> [Saved entries]:
************

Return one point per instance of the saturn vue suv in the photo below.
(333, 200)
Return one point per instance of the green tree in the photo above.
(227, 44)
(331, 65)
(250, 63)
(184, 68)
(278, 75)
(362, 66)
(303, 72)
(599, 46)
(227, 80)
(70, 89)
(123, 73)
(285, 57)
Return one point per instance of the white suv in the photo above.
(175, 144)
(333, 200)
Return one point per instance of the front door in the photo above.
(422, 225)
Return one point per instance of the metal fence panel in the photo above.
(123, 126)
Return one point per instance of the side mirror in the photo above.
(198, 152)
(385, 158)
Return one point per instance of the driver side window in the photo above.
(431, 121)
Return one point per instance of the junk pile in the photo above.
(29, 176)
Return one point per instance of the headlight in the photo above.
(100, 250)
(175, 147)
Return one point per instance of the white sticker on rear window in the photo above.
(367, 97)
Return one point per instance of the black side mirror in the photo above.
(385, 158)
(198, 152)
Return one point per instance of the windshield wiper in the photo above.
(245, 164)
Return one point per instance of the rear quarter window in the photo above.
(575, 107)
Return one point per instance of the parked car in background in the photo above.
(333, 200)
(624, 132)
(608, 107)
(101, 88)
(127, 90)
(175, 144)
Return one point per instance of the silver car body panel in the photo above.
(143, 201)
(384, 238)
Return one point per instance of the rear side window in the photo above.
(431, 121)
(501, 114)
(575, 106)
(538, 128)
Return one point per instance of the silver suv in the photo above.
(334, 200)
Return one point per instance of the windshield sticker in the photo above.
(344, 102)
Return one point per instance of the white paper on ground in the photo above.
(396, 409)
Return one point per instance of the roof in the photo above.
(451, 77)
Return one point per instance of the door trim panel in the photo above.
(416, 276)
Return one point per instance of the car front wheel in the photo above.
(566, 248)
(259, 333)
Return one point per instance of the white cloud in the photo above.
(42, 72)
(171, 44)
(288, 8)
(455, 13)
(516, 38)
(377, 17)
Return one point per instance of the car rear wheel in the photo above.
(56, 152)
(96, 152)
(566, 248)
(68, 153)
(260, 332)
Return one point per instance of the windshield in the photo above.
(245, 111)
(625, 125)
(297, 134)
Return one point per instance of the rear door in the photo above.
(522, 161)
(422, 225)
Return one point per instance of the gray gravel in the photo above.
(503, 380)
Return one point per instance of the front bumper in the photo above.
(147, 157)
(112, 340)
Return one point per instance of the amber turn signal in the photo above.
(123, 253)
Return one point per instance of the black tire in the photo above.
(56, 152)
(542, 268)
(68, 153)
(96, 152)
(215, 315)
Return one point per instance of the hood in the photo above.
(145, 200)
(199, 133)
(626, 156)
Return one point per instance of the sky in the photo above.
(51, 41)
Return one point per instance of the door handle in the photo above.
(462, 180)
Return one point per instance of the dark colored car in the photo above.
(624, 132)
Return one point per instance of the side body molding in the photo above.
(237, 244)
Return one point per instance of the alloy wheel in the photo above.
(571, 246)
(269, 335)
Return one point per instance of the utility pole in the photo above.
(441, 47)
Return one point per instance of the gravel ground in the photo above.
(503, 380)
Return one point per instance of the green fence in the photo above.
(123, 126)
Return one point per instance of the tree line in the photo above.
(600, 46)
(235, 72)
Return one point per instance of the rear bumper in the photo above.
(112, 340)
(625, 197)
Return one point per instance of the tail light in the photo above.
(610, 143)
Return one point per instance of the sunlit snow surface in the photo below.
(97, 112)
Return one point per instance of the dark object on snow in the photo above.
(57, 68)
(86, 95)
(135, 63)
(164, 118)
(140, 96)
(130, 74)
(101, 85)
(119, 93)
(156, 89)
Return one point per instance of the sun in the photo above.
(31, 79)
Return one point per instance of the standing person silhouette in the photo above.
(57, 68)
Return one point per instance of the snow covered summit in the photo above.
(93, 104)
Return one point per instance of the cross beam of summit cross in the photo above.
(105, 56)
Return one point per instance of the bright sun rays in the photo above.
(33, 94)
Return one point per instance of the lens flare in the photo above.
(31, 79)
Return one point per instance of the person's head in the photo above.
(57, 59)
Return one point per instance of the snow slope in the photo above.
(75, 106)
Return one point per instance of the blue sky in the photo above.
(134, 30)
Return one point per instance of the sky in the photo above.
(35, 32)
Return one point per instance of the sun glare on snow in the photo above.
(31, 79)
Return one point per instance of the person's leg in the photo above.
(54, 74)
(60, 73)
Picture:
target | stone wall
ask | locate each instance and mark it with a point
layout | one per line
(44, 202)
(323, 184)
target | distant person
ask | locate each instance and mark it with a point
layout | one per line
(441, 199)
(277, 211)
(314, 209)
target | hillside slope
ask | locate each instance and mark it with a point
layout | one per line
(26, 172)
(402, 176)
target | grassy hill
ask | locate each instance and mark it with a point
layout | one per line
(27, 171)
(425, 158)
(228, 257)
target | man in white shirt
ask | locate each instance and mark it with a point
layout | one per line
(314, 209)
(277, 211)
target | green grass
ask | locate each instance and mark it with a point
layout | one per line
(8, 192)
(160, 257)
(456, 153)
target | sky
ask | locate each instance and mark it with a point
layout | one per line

************

> [WHAT IS BEING ASKED]:
Lines from the records above that hold "target" are the ones to list.

> [SOLUTION TO THIS PROBLEM]:
target | stone wall
target | distant person
target | hillside slope
target | grassy hill
target | man in white shirt
target | green grass
target | sky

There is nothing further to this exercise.